RECORDS TO USE Block Start

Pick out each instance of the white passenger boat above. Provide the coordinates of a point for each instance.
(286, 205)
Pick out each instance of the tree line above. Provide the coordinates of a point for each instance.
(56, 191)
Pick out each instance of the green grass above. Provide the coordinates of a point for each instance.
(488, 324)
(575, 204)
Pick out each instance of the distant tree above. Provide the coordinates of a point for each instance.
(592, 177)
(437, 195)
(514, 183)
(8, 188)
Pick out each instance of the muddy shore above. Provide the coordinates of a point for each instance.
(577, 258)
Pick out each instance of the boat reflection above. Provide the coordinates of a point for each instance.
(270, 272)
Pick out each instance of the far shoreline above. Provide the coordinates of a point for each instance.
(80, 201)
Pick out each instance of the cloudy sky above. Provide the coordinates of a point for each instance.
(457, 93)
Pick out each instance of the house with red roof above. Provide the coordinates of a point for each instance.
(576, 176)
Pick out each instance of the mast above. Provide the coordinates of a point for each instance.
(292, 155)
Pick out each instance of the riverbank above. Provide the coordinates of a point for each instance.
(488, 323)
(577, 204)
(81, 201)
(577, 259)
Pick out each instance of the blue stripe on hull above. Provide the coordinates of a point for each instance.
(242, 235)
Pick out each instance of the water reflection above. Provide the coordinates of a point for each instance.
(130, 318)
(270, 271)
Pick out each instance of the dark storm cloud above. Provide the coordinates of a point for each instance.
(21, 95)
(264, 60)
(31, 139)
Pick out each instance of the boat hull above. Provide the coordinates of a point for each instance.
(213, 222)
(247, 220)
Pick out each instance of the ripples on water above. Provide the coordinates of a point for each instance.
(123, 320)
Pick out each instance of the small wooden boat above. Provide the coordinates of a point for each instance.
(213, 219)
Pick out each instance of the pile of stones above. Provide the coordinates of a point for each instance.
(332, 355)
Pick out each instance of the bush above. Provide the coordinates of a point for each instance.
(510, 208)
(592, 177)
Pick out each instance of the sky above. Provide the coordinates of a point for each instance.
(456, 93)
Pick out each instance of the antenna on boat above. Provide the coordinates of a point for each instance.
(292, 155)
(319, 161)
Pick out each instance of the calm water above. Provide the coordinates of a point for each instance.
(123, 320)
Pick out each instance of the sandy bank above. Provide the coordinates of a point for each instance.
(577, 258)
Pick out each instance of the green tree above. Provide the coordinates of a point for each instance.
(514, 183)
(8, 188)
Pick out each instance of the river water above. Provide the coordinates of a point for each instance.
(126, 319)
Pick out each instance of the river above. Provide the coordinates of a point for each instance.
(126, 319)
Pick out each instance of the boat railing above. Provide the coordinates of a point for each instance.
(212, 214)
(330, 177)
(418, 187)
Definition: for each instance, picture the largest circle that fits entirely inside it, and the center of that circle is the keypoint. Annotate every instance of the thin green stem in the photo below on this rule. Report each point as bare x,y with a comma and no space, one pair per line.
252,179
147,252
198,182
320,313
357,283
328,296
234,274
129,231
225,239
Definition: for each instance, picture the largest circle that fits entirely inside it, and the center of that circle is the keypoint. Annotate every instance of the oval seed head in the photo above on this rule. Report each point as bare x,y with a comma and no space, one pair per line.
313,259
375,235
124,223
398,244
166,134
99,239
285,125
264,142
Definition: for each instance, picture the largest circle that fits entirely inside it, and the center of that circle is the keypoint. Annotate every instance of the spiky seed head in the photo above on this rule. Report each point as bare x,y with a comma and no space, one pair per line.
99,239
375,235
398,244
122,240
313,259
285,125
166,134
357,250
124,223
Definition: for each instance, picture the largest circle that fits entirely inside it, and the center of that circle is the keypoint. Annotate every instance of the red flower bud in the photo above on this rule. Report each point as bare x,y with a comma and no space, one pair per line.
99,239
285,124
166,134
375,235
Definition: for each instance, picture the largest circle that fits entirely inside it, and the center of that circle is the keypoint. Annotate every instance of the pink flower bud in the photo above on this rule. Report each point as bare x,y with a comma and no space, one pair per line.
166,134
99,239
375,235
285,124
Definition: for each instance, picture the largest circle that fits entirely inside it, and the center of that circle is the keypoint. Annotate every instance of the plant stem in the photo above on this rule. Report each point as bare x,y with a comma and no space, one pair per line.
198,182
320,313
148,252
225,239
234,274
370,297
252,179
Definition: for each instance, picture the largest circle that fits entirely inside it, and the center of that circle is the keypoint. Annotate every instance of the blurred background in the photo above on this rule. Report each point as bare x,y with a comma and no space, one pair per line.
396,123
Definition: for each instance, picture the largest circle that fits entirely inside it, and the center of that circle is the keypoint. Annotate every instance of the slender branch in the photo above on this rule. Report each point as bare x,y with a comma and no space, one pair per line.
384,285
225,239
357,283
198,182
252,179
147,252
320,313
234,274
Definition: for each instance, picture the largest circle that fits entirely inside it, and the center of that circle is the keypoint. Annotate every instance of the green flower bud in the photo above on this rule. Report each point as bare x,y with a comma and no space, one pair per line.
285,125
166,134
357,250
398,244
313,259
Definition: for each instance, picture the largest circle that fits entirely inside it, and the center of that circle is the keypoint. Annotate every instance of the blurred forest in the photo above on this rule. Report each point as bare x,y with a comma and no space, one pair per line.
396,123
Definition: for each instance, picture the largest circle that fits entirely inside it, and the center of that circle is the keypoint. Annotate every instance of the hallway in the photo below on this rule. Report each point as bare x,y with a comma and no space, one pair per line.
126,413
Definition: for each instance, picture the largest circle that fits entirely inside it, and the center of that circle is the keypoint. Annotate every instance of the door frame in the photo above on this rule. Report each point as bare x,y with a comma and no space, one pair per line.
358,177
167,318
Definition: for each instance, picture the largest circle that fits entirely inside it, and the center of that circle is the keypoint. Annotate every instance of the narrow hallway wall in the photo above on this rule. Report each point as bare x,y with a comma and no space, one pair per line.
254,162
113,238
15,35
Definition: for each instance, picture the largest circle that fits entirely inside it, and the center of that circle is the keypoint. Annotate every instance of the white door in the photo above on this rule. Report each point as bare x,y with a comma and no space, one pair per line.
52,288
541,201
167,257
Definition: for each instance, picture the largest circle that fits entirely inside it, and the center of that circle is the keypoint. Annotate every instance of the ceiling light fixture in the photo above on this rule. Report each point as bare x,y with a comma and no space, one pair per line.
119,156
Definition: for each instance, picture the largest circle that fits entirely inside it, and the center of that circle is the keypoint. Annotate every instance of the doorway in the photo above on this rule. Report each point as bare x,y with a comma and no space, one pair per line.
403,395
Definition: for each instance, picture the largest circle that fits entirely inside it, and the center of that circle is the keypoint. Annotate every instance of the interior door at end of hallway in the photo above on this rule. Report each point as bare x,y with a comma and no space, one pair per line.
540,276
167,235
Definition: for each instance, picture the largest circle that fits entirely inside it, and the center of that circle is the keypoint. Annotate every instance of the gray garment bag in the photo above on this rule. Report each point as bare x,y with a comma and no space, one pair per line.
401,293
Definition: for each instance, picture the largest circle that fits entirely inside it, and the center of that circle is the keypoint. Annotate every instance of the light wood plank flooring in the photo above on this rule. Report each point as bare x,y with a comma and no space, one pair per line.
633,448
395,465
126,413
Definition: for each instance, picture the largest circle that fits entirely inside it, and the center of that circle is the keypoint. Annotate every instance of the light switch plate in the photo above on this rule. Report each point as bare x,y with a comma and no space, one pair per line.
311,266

RECORDS TO USE Block End

WHAT TO PRODUCE:
Retype each of the records, word for word, with nothing added or dropped.

WRITTEN ANSWER:
Pick out each instance of the white passenger boat above. Provide the coordinates of a point for each instance.
(286, 205)
Pick out each instance of the tree line above. Provide the coordinates of a point for each instance.
(56, 191)
Pick out each instance of the green grass above. Provide the coordinates of a point for each instance.
(488, 324)
(575, 204)
Pick out each instance of the distant tree above. Provide the coordinates of a point for each instance.
(592, 177)
(437, 195)
(514, 183)
(8, 188)
Pick out each instance of the muddy shore above. Provide the coordinates of a point for each instance.
(577, 258)
Pick out each instance of the boat reflection above. Provide the coordinates of a point for each instance.
(270, 272)
Pick out each instance of the far shoreline above. Provide the coordinates of a point for each instance.
(80, 201)
Pick out each instance of the cloudy sky above. Provide the coordinates of a point for each instance.
(457, 93)
Pick out each instance of the house with red roof above. Provide the coordinates of a point for each instance.
(576, 176)
Pick out each instance of the mast above. Provide the coordinates of a point for each instance.
(292, 155)
Pick out each instance of the riverbank above. Provide the coordinates of a point for each instance.
(488, 323)
(577, 204)
(81, 201)
(577, 259)
Pick out each instance of the blue stripe on hull above. Provide the coordinates of a point for each instance.
(242, 235)
Pick out each instance of the water reflection above. Provide the coordinates of a point for each instance.
(130, 318)
(270, 271)
Pick out each instance of the dark storm cloud above. Provide the coordinates of a point for each instance.
(21, 95)
(264, 60)
(31, 139)
Pick out each instance of the boat hull above. Provide the coordinates of a point for each instance.
(213, 222)
(247, 220)
Pick out each instance of the ripples on water above. Provide the coordinates of a point for each instance.
(123, 320)
Pick out each instance of the small wooden boat above. Provide the coordinates of a point for each instance.
(213, 219)
Pick out each instance of the pile of stones above. Provide the coordinates of a point for each instance.
(332, 355)
Pick out each instance of the bush above. Provide the coordinates of a point for each instance.
(510, 208)
(592, 177)
Pick out each instance of the sky above. Provide the coordinates of a point for each instance.
(456, 93)
Pick out each instance of the antenna on boat above. Provide the coordinates of a point for each instance.
(292, 155)
(319, 161)
Pick out each instance of the calm water above. Provide the coordinates of a point for each instance.
(123, 320)
Pick out each instance of the sandy bank above. Provide the coordinates of a point for each instance.
(577, 258)
Pick out each instance of the green tree above. Provide the coordinates of a point for each instance.
(514, 183)
(8, 188)
Pick out each instance of the river water above. Provide the coordinates of a point for each instance.
(126, 319)
Pick out each instance of the river above. Provide the coordinates of a point for each instance.
(126, 319)
Pick out each instance of the boat railing above. Provide the coordinates of a point for each instance.
(212, 214)
(330, 177)
(418, 187)
Definition: for each instance, picture the largest circle that fits entirely inside it, and the center of that circle is the keypoint. Annotate every instance of the thin green stem in the photo below on this rule. Report each point as bare x,y with a comma and no space, one pair per line.
252,179
147,252
198,182
320,313
357,283
328,296
234,274
129,231
225,239
Definition: for each instance, picture the largest circle that fits entirely inside it, and the center of that circle is the keypoint. Annotate every instance of the oval seed head in the photo above on this rule. Report each point as bare x,y with a comma and no space, one pair per line.
313,259
375,235
124,223
398,244
166,134
99,239
285,125
264,142
Definition: for each instance, picture the largest circle that fits entirely inside it, and the center of that circle is the keypoint. Annotate every instance of the spiky seed head in the photo above on this rule. Report each point as bare x,y with a comma and no space, one pair per line.
99,239
375,235
398,244
122,240
313,259
285,125
166,134
357,250
124,223
Definition: for each instance, picture the largest circle that fits entirely inside it, and the center of that circle is the keypoint. Annotate every instance of the red flower bud in the photo above on this rule. Report each point as bare x,y with a comma and no space, one pair per line.
99,239
285,124
166,134
375,235
Definition: for each instance, picture the largest circle that fits entirely inside it, and the center of that circle is the keypoint. Annotate every instance of the pink flower bud in the photo above on this rule. Report each point as bare x,y with a comma and no space, one pair per line.
166,134
99,239
375,235
285,124
Definition: for each instance, picture the largest circle that fits entirely inside it, and the center of that circle is the keypoint. Annotate every instance of the plant stem in the photo above on this rule. Report each point as bare x,y with a comma and no space, one pair per line.
198,182
320,313
148,252
225,239
234,274
370,297
252,179
Definition: for each instance, picture the largest circle that fits entirely inside it, and the center of that circle is the keypoint. Annotate every instance of the blurred background in the photo above on this rule. Report each point as bare x,y with a comma and no space, one pair per line.
396,123
Definition: for each instance, picture the largest circle that fits entirely inside it, and the center of that circle is the keypoint. Annotate every instance of the slender branch in the photo above on this rule. Report each point as bare x,y with a comma and no space, one pair per line.
384,285
225,239
357,283
198,182
252,179
147,252
320,313
234,274
Definition: for each instance, picture the largest circle that fits entirely inside it, and the center of that circle is the keypoint. Annotate every instance of the green flower bud in the photo above on this rule. Report each point as bare x,y with a comma and no space, one pair per line.
285,125
166,134
357,250
398,244
313,259
Definition: for each instance, picture the largest circle that fits entirely inside it, and the center of that circle is the keypoint. Annotate every instance of the blurred forest in the photo above on this rule. Report each point as bare x,y with a comma and no space, one pair per line.
396,123
Definition: for each instance, picture the largest circle that fits entirely inside it, and the center of that circle is the keypoint. Annotate every instance of the hallway in the photo below on this rule. Report each point as bare x,y with a comma and no space, one pair per line.
126,413
Definition: for each instance, picture the largest circle that fits entirely inside it, and the center of that circle is the keypoint. Annotate every instance of the door frame in the photo above on this rule. Report each point as bare x,y with a comma and no space, one pair per line.
358,177
167,318
Definition: for each instance, picture the largest circle that fits entirely inside it, and the center of that circle is the keypoint. Annotate every instance of the narrow hallway wall in the photo above on this rule. Report each point as bare x,y with a comma and no space, one pair per line.
254,162
113,238
15,35
Definition: for each instance, picture the largest circle that fits entirely inside it, and the center of that circle is the keypoint. Annotate every instance of the white door in the photo above on this rule. Report each point as bare x,y with a comma and no space, one pair per line.
52,288
541,201
167,257
Definition: for each instance, picture the largest circle that fits entirely inside it, and the center of that circle is the keypoint. Annotate every instance of the ceiling light fixture in the photo above on this rule. Report each point as bare x,y with a comma and no space, one pair per line.
119,156
Definition: for each instance, picture the largest circle that fits entirely inside it, and the center of that circle is the keypoint. Annotate every instance of the doorway in the photo above on this rule. Report each point as bare x,y with a comma and no space, one pair per line.
403,395
Definition: for each instance, picture the largest circle that fits entirely inside it, and the center of that circle is the keypoint. Annotate every instance of the interior door at end of hallway in the photo above on this rule. Report each point as bare x,y with a comma and no space, one pair per line.
540,276
167,235
Definition: for each instance, picture the largest circle that fits entirely inside it, and the center of that circle is the keypoint. Annotate every instance of the gray garment bag in the photo above on this rule. Report each point as bare x,y with a comma and no space, one pair per line.
401,293
Definition: for each instance, picture the largest circle that fits entirely inside it, and the center of that circle is the keypoint. Annotate every instance of the light wood plank flooring in the photo above on this rule. Report each point as bare x,y with a comma and no space, one pair per line.
633,448
395,465
126,413
Definition: for each instance, picture the largest circle that fits entirely inside it, and the center of that circle is the keypoint. Annotate every instance of the light switch plate in the photo above on this rule. Report each point as bare x,y with a comma and no space, one pair per line.
311,266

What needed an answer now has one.